§ **Extracted text**:
.....

The prolific composer Charles Strouse, who won Tonys for Bye Bye Birdie, Applause, and Annie, died on May 15. He was 96.
The way I heard it was that there was a list of composers approved by George Lucas, and the first name on the list, apparently, was Jan Hammer.
Jan Hammer was famous at that time for having written the Grammy-winning theme song to the television show Miami Vice, which featured his signature use of synthesizers and electronic drums. This futuristic sound, I guess, is what made him the front-runner when Lucas was approving a list of potential composers for a stage musical version of Star Wars in 1992.
The Broadway producers in charge of this effort duly signed Hammer up and paired him with the Tony-nominated lyricist Ellen Fitzhugh, and Jan and Ellen wrote several songs together. Unfortunately if predictably, the demands of the lyric theatre were somewhat beyond Hammer’s expertise, and their songs were deemed unsatisfactory. (You can hear their song “Torture,” written to be sung by a robot controlled by Darth Vader, performed by the composer on YouTube.)

.....

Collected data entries
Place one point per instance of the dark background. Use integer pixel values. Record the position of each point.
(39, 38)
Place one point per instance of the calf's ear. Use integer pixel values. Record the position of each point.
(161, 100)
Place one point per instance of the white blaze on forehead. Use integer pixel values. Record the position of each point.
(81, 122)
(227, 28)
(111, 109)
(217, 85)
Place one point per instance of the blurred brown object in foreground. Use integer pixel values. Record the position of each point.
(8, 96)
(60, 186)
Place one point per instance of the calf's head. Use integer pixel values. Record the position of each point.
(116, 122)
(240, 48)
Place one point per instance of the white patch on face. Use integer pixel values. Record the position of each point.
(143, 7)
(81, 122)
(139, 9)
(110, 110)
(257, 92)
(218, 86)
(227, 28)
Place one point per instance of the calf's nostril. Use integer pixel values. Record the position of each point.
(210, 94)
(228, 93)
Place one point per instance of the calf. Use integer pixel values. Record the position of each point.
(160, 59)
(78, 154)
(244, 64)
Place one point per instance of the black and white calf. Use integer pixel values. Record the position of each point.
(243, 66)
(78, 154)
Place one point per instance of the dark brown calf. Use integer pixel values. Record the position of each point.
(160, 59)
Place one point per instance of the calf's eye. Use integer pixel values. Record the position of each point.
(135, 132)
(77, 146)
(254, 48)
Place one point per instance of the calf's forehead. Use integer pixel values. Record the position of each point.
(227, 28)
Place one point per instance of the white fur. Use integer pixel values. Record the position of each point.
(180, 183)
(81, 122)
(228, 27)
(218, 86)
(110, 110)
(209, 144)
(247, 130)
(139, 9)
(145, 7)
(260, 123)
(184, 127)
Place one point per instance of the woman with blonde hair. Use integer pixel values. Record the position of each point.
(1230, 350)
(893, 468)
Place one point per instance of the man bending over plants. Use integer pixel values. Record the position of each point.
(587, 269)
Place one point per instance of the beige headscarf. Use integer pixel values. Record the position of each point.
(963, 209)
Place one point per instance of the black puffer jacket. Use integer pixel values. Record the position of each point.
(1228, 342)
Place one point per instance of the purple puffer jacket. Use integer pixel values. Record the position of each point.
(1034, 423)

.....

§ **Tasks and exercises**:
**a)** Condense the paragraph of the Star Wars musical passage that begins "The Broadway producers in charge of this effort" into a shorter version that keeps its main facts.
**b)** Transcribe the Star Wars musical passage word for word, from "The prolific composer" to "was Jan Hammer.".

§ **Task-by-task results**:
**a)** The Broadway producers signed Jan Hammer and paired him with Tony-nominated lyricist Ellen Fitzhugh, and the two wrote several songs. Because the demands of the lyric theatre exceeded Hammer's expertise, their songs were judged unsatisfactory. One of them, "Torture," written for a robot controlled by Darth Vader, can be heard on YouTube performed by the composer.

**b)**
The prolific composer Charles Strouse, who won Tonys for Bye Bye Birdie, Applause, and Annie, died on May 15. He was 96.
The way I heard it was that there was a list of composers approved by George Lucas, and the first name on the list, apparently, was Jan Hammer.